* [DOCUMENT SECTION]:
=== Section Start ===

I don't think he is saying that. He is saying that in a non-dedicated environment, you share the same spindles with other tenants who may have different I/O access patterns than your application. Careful choice of indexes, good data locality for fast reads, making sure writes are sequential - all that goes out the window if some other application is causing the disk to seek all over the place.

mbreese · on April 21, 2011

Yeah, but Amazon is the 800 lbs gorilla in the room when it comes to the cloud. When most people say 'the cloud' they are referring to Amazon. So when Amazon has an issue, rightly or wrongly, the e tire sector gets a black eye.

phlux · on April 21, 2011

What I find really interesting is the implication that such outage could have on Amazons business model. Specifically, what I would like to see is transparent complete application duplication to other regions & availability zones for certain customer configurations of particular sizes etc.

The application would be transparently mirrored to another region and if an even such as this occurs, the mirror would be spun up.

The Customer would choose the frequency of snapshot desired, and would pay for that.

Certain sites, with less dynamic content, would be mirrored and continue to operate as normal with minimal impact or cost.

Other sites, where the content creations is fairly real-time from its users, would pose more complex and costly mirroring situations (ala reddit).

But the option should be there.

Also, remember to think of the evolution of amazons services say, 24 months from now, where this type of offering will likely become more a reality.

As too many others have noted, it is best to not be 100% reliant on amazon for your entire services - but at this point in time its a little hard to spread the load between competing offerings to AWS/EC2 etc.

dsl · on April 21, 2011

AWS is a bucket of legos, it is up to you to be smart enough to build something.

The option IS there. I know, because I had zero downtime today and am 100% on AWS.

justinsb · on April 21, 2011

A quick tldr: Availability Zones within a Region are supposed to fail independently (until the entire Region fails catastrophically). Any sites that designed to that 'contract' were broken by this morning's incident, because multiple AZs failed simultaneously.

I've seen a lot of misinformation about this, with people suggesting that the sites (reddit/foursquare/heroku/quora) are to blame. I believe that the sites were designed to AWS's contract/specs, and AWS broke that contract.

js2 · on April 21, 2011

The contract to which you refer is entirely inferred, is it not? Amazon claims the AZ's should be independent[1]:

Each availability zone runs on its own physically distinct, independent infrastructure, and is engineered to be highly reliable. Common points of failures like generators and cooling equipment are not shared across Availability Zones. Additionally, they are physically separate, such that even extremely uncommon disasters such as fires, tornados or flooding would only affect a single Availability Zone.

Yet what Amazon guarantees, by way of their SLA, is only 99.95% for a region[2,3]:

The Amazon EC2 SLA guarantees 99.95% availability of the service within a Region over a trailing 365 day period.

[1] http://aws.amazon.com/ec2/faqs/#How_isolated_are_Availabilit...

[2] http://aws.amazon.com/ec2/faqs/#What_does_your_Amazon_EC2_Se...

[3] Of course, they're not even meeting that right now. :-(

justinsb · on April 21, 2011

Ah - sorry! I don't mean a legal contract, I mean more of a technical contract. e.g. "I won't pass a null pointer" style contract.

=== Section End ===

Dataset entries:
=== Section Start ===

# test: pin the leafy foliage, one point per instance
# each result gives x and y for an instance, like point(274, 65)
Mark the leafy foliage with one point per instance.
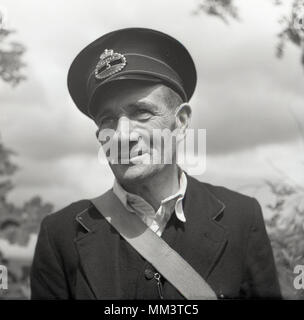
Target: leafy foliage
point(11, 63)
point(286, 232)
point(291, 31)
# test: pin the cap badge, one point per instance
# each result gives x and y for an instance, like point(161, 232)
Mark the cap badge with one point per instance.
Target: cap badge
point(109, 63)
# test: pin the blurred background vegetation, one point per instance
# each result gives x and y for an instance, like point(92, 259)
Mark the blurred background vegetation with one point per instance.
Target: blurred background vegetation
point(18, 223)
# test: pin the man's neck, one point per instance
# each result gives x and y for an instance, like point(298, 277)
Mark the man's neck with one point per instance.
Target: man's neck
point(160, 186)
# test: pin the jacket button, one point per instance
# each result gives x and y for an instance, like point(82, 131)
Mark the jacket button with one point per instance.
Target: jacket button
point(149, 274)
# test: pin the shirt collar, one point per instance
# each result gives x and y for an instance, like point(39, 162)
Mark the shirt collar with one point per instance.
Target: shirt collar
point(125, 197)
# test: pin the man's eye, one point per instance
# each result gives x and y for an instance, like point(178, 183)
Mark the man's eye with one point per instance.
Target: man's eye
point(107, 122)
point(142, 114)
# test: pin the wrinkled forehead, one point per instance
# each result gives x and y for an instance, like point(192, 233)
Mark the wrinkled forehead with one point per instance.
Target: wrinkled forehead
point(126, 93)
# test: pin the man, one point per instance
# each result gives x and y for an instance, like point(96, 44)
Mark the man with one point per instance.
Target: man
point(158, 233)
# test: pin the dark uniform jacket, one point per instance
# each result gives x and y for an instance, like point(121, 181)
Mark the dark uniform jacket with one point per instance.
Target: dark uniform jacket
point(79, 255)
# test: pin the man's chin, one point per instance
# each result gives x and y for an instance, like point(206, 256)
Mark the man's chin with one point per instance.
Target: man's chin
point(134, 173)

=== Section End ===

* [ACTIVITY 1]:
What availability does the Amazon EC2 SLA guarantee within a Region, according to the forum thread about the Amazon outage?
* [ACTIVITY 2]:
Quote the part of the forum thread about the Amazon outage that opens with the words containing "I don't think" and closes with "a black eye.".

* [OUTPUT 1]:
It guarantees 99.95% availability within a Region over a trailing 365-day period.

* [OUTPUT 2]:
I don't think he is saying that. He is saying that in a non-dedicated environment, you share the same spindles with other tenants who may have different I/O access patterns than your application. Careful choice of indexes, good data locality for fast reads, making sure writes are sequential - all that goes out the window if some other application is causing the disk to seek all over the place.

mbreese · on April 21, 2011

Yeah, but Amazon is the 800 lbs gorilla in the room when it comes to the cloud. When most people say 'the cloud' they are referring to Amazon. So when Amazon has an issue, rightly or wrongly, the e tire sector gets a black eye.